EXCERPTED TEXT:

<<<<

2026-06-03·5 min read·sota.io Team

EU AI Act Art.10 Data Provenance Logging: Tracking Training Data Origin, Modifications, and Governance Records

Post #3 in the sota.io EU AI Act Data Governance Sprint Series

EU AI Act Art.10 data provenance logging and training data lineage tracking

When an EU AI Act market surveillance authority audits your high-risk AI system, one of the first questions is: where did your training data come from, and can you prove how it was modified before training?

Article 10 of Regulation (EU) 2024/1689 does not treat training data as a black box. It requires providers to document the entire lifecycle of training, validation, and testing data — from original source through every transformation to final dataset composition. This is data provenance, and the EU AI Act makes it a legal obligation for high-risk AI systems.

This post covers what Art.10 requires for data provenance and origin documentation, what records must be maintained, and how to build a provenance-logging pipeline that satisfies both the regulation and real-world audit requirements.

What Art.10 Actually Requires for Data Provenance

Article 10(2) of Regulation (EU) 2024/1689 specifies the data governance practices that must cover training, validation, and testing data. Two sub-provisions directly govern provenance:

Art.10(2)(b) — Data collection and origin:

"the relevant data collection processes and the origin of data"

This requires documentation of how data was collected and where it came from. For each training dataset component, providers must record:

The original source (public dataset, licensed corpus, proprietary collection, synthetic generation, third-party supplier)
The collection methodology (web scraping, survey, sensor recording, labelling contract, API pull)
The date range of collection
Any licensing, consent, or legal basis under which the data was obtained
Whether the source has changed or been updated since initial collection

Art.10(2)(c) — Data preparation operations:

"the relevant data preparation processing operations, such as annotation, labelling, cleaning, enrichment and aggregation"

>>>>

DATASET ENTRIES:
<<<<

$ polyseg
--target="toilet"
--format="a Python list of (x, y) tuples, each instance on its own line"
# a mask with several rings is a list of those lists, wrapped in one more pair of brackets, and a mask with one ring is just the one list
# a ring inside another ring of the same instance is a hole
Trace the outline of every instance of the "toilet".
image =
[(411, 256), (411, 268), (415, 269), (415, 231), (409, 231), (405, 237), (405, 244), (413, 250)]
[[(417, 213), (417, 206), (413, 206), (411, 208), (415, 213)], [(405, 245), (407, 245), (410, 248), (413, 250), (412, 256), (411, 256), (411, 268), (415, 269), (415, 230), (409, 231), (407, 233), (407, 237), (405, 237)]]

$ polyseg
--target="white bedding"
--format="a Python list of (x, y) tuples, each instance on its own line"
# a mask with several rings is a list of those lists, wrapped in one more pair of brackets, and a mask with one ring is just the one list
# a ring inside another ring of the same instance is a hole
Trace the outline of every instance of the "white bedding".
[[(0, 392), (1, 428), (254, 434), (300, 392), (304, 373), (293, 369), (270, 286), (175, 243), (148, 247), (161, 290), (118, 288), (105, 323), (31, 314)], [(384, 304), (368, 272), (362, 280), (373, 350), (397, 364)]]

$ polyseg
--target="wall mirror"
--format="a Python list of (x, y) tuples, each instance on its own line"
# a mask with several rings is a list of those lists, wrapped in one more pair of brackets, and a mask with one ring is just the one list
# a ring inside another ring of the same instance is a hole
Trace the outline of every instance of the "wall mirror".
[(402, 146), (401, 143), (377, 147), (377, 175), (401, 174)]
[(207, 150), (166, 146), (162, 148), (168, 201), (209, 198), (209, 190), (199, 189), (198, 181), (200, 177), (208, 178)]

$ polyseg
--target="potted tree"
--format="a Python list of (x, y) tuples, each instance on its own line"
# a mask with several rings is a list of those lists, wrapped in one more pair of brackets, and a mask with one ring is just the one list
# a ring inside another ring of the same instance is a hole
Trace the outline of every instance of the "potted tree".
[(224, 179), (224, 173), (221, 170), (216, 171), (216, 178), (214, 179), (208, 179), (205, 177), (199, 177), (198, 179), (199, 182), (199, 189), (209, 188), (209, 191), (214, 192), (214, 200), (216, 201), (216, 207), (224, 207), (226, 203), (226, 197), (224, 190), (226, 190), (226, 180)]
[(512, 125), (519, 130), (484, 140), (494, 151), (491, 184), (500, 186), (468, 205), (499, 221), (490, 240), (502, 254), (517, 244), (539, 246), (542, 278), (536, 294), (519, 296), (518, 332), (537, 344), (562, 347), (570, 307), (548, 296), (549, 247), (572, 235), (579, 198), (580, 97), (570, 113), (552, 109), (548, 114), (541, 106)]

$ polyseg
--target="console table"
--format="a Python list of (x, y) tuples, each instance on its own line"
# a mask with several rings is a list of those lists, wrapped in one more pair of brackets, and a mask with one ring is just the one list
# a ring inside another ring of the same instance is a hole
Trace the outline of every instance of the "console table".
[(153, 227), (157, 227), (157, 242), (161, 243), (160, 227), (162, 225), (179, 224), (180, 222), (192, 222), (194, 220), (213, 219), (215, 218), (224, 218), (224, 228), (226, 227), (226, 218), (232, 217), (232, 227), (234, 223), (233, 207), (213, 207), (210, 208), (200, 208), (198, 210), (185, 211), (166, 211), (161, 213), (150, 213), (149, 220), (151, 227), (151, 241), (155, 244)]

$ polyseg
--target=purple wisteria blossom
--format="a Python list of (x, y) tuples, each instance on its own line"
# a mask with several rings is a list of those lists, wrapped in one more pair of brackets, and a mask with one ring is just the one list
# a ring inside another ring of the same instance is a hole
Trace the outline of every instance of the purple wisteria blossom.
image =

>>>>

STATED EXERCISE: Please quote the EU AI Act data provenance post in full, word for word. The entries come from a separate source.

EXERCISE ANSWER:
2026-06-03·5 min read·sota.io Team

EU AI Act Art.10 Data Provenance Logging: Tracking Training Data Origin, Modifications, and Governance Records

Post #3 in the sota.io EU AI Act Data Governance Sprint Series

EU AI Act Art.10 data provenance logging and training data lineage tracking

When an EU AI Act market surveillance authority audits your high-risk AI system, one of the first questions is: where did your training data come from, and can you prove how it was modified before training?

Article 10 of Regulation (EU) 2024/1689 does not treat training data as a black box. It requires providers to document the entire lifecycle of training, validation, and testing data — from original source through every transformation to final dataset composition. This is data provenance, and the EU AI Act makes it a legal obligation for high-risk AI systems.

This post covers what Art.10 requires for data provenance and origin documentation, what records must be maintained, and how to build a provenance-logging pipeline that satisfies both the regulation and real-world audit requirements.

What Art.10 Actually Requires for Data Provenance

Article 10(2) of Regulation (EU) 2024/1689 specifies the data governance practices that must cover training, validation, and testing data. Two sub-provisions directly govern provenance:

Art.10(2)(b) — Data collection and origin:

"the relevant data collection processes and the origin of data"

This requires documentation of how data was collected and where it came from. For each training dataset component, providers must record:

The original source (public dataset, licensed corpus, proprietary collection, synthetic generation, third-party supplier)
The collection methodology (web scraping, survey, sensor recording, labelling contract, API pull)
The date range of collection
Any licensing, consent, or legal basis under which the data was obtained
Whether the source has changed or been updated since initial collection

Art.10(2)(c) — Data preparation operations:

"the relevant data preparation processing operations, such as annotation, labelling, cleaning, enrichment and aggregation"